- **What you are asked to do**: Scale the lines of the listing from the line with "mark the region of every instance of the clear" to the line with "47], [136, 72]]", both ends included, and write them all out again. Copy the request lines unchanged. Multiply every vertex coordinate in the answer by 0.4 and round each result to a whole number, with halves rounded up.

::: Records to use :::

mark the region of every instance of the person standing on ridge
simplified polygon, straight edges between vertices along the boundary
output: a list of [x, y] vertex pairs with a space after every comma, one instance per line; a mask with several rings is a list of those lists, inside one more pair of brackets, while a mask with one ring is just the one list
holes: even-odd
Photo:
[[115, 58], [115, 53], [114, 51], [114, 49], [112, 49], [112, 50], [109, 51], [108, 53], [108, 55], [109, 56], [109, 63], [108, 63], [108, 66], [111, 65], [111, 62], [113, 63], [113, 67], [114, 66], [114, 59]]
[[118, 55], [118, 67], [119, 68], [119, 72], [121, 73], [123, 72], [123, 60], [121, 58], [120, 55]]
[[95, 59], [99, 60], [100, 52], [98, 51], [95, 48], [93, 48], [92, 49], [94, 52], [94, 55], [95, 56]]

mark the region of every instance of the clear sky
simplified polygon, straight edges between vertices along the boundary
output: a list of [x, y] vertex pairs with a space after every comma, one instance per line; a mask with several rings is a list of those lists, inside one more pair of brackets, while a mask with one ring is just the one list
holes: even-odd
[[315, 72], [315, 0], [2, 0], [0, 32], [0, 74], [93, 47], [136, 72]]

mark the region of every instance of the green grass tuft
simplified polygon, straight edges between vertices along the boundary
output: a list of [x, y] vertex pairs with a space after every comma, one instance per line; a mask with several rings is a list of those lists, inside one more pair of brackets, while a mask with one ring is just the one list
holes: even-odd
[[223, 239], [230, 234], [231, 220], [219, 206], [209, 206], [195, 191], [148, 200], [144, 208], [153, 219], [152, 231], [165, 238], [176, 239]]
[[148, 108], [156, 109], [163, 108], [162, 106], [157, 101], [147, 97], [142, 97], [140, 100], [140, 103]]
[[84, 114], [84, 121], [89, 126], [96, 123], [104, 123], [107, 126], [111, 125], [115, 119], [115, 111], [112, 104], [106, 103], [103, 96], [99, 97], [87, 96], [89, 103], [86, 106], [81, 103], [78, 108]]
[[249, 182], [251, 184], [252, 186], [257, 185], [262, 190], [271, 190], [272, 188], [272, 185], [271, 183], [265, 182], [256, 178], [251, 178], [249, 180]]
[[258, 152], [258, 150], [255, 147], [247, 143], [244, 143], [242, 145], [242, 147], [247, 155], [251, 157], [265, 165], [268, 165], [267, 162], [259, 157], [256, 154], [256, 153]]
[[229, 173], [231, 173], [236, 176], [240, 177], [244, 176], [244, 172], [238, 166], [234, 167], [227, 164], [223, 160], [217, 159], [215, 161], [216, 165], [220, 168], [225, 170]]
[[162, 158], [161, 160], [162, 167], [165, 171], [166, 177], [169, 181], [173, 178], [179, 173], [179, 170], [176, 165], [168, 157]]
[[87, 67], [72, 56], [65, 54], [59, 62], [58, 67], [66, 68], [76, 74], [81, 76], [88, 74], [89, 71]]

:::
::: Records to use :::

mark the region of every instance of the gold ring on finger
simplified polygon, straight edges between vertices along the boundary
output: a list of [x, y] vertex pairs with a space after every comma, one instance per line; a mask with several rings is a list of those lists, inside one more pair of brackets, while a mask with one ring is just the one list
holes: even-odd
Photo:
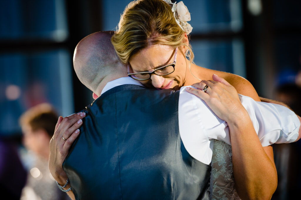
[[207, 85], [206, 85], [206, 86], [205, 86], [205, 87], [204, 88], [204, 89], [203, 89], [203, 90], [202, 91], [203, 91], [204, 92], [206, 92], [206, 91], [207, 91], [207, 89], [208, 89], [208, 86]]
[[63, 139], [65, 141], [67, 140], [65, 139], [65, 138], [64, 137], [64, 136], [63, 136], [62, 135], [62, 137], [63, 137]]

:::

- **Solution for this problem**:
mark the region of every instance of the clear sky
simplified polygon, straight edges between vertices along the boundary
output: a list of [x, y] vertex pairs with a space after every comma, one instance per line; a mask with several rings is a list of those lists, inside one more pair of brackets, while a mask with one ring is just the one list
holes: even-odd
[[126, 29], [126, 0], [1, 0], [0, 13], [0, 30], [37, 19], [54, 29]]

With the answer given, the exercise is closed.